• [Your objective]: What display name does the Agent Search data store sample assign to the new data store?

• [Given passage]:
________________________________________

For more information, see the Agent Search Python API reference documentation.

To authenticate to Agent Search, set up Application Default Credentials. For more information, see Set up authentication for a local development environment.

Create a data store


from google.api_core.client_options import ClientOptions
from google.cloud import discoveryengine

# TODO(developer): Uncomment these variables before running the sample.
# project_id = "YOUR_PROJECT_ID"
# location = "YOUR_LOCATION" # Values: "global"
# data_store_id = "YOUR_DATA_STORE_ID"


def create_data_store_sample(
    project_id: str,
    location: str,
    data_store_id: str,
) -> str:
    #  For more information, refer to:
    # https://cloud.google.com/generative-ai-app-builder/docs/locations#specify_a_multi-region_for_your_data_store
    client_options = (
        ClientOptions(api_endpoint=f"{location}-discoveryengine.googleapis.com")
        if location != "global"
        else None
    )

    # Create a client
    client = discoveryengine.DataStoreServiceClient(client_options=client_options)

    # The full resource name of the collection
    # e.g. projects/{project}/locations/{location}/collections/default_collection
    parent = client.collection_path(
        project=project_id,
        location=location,
        collection="default_collection",
    )

    data_store = discoveryengine.DataStore(
        display_name="My Data Store",
        # Options: GENERIC, MEDIA, HEALTHCARE_FHIR
        industry_vertical=discoveryengine.IndustryVertical.GENERIC,
        # Options: SOLUTION_TYPE_RECOMMENDATION, SOLUTION_TYPE_SEARCH, SOLUTION_TYPE_CHAT, SOLUTION_TYPE_GENERATIVE_CHAT
        solution_types=[discoveryengine.SolutionType.SOLUTION_TYPE_SEARCH],
        # TODO(developer): Update content_config based on data store type.
        # Options: NO_CONTENT, CONTENT_REQUIRED, PUBLIC_WEBSITE
        content_config=discoveryengine.DataStore.ContentConfig.CONTENT_REQUIRED,
    )

    request = discoveryengine.CreateDataStoreRequest(
        parent=parent,
        data_store_id=data_store_id,
        data_store=data_store,
        # Optional: For Advanced Site Search Only
        # create_advanced_site_search=True,
    )

    # Make the request
    operation = client.create_data_store(request=request)

    print(f"Waiting for operation to complete: {operation.operation.name}")
    response = operation.result()

    # After the operation is complete,
    # get information from operation metadata
    metadata = discoveryengine.CreateDataStoreMetadata(operation.metadata)

    # Handle the response
    print(response)
    print(metadata)

    return operation.operation.name

Import websites

#     from google.api_core.client_options import ClientOptions
#
#     from google.cloud import discoveryengine_v1 as discoveryengine
#
#     # TODO(developer): Uncomment these variables before running the sample.
#     # project_id = "YOUR_PROJECT_ID"
#     # location = "YOUR_LOCATION" # Values: "global"
#     # data_store_id = "YOUR_DATA_STORE_ID"
#     # NOTE: Do not include http or https protocol in the URI pattern
#     # uri_pattern = "cloud.google.com/generative-ai-app-builder/docs/*"

________________________________________

• [Extracted material]:
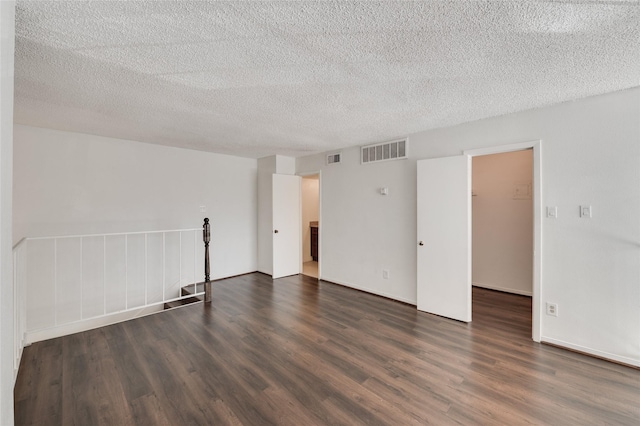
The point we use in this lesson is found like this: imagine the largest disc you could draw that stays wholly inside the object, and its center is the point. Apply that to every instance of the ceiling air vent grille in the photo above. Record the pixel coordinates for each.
(334, 158)
(386, 151)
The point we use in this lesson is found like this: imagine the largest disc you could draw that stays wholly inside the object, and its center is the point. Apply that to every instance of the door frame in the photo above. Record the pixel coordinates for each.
(320, 222)
(536, 146)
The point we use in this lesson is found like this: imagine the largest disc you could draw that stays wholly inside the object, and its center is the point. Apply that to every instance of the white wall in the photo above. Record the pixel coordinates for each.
(310, 201)
(590, 267)
(503, 222)
(69, 183)
(7, 308)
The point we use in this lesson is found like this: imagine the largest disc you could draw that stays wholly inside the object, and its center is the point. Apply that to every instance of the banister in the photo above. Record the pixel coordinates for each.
(206, 236)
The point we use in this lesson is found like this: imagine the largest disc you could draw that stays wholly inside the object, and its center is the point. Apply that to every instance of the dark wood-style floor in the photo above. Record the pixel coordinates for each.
(297, 352)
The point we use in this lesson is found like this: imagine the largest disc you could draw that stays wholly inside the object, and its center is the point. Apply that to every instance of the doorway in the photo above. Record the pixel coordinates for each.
(502, 222)
(444, 279)
(310, 225)
(502, 240)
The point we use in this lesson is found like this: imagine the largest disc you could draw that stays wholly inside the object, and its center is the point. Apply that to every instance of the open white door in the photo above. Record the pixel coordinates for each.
(286, 225)
(444, 237)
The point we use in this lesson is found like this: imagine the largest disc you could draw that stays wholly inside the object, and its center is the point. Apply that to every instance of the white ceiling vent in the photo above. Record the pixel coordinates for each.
(334, 158)
(386, 151)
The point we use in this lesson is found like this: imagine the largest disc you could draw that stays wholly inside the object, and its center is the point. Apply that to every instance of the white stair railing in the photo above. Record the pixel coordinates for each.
(73, 283)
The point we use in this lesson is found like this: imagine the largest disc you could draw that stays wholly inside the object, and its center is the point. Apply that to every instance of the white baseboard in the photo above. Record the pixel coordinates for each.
(503, 289)
(89, 324)
(368, 290)
(594, 352)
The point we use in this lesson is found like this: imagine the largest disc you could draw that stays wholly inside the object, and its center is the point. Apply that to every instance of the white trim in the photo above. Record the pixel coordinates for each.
(502, 289)
(590, 351)
(536, 145)
(368, 290)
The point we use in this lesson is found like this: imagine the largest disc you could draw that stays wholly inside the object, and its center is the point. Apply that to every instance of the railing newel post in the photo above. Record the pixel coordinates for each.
(206, 236)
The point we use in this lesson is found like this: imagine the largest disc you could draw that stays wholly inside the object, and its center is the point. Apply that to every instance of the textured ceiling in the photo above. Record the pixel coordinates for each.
(293, 78)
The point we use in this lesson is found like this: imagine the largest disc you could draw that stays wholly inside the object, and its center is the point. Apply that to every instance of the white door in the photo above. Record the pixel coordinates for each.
(444, 237)
(286, 225)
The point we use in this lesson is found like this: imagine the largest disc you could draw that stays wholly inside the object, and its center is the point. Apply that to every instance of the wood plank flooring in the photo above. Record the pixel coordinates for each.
(295, 351)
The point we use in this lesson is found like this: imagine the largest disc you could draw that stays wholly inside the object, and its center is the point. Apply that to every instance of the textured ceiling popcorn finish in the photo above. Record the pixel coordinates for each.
(294, 78)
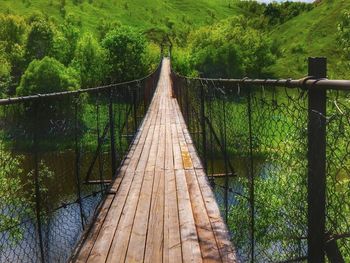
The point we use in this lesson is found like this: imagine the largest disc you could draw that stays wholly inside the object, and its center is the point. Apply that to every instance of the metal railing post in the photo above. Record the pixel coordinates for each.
(134, 102)
(204, 135)
(316, 188)
(251, 177)
(77, 161)
(112, 134)
(37, 183)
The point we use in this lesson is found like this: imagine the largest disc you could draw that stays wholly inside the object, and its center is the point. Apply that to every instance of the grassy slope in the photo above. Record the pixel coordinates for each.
(310, 34)
(145, 14)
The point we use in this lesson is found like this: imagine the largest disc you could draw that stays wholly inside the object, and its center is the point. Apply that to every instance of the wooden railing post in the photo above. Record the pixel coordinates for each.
(37, 190)
(316, 188)
(112, 134)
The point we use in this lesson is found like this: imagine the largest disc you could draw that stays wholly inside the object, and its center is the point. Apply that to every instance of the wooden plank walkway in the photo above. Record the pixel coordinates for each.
(163, 209)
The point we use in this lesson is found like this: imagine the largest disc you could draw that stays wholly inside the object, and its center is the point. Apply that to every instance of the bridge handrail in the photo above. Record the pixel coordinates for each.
(13, 100)
(305, 82)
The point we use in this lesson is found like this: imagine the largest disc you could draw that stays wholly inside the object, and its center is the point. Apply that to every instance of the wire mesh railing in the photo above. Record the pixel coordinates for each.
(277, 153)
(59, 152)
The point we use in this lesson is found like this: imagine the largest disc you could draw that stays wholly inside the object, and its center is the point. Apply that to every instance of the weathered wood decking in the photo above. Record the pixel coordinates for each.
(161, 208)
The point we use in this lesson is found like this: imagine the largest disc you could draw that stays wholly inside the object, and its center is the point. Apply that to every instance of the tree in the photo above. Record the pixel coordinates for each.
(126, 49)
(90, 62)
(5, 77)
(46, 76)
(230, 49)
(344, 35)
(12, 36)
(40, 40)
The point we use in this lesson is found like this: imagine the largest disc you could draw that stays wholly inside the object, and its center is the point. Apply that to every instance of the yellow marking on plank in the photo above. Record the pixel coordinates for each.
(186, 159)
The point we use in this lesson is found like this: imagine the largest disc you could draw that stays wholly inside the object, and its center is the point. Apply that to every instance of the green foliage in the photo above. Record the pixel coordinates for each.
(11, 197)
(344, 35)
(65, 40)
(229, 49)
(40, 40)
(12, 36)
(45, 76)
(12, 31)
(90, 62)
(126, 49)
(5, 77)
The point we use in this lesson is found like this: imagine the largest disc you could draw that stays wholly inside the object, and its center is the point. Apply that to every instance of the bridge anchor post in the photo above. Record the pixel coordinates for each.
(316, 187)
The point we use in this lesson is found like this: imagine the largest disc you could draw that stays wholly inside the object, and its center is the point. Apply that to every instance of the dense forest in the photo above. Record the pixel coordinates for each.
(66, 45)
(74, 41)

________________________________________

• [Reply to the task]: My Data Store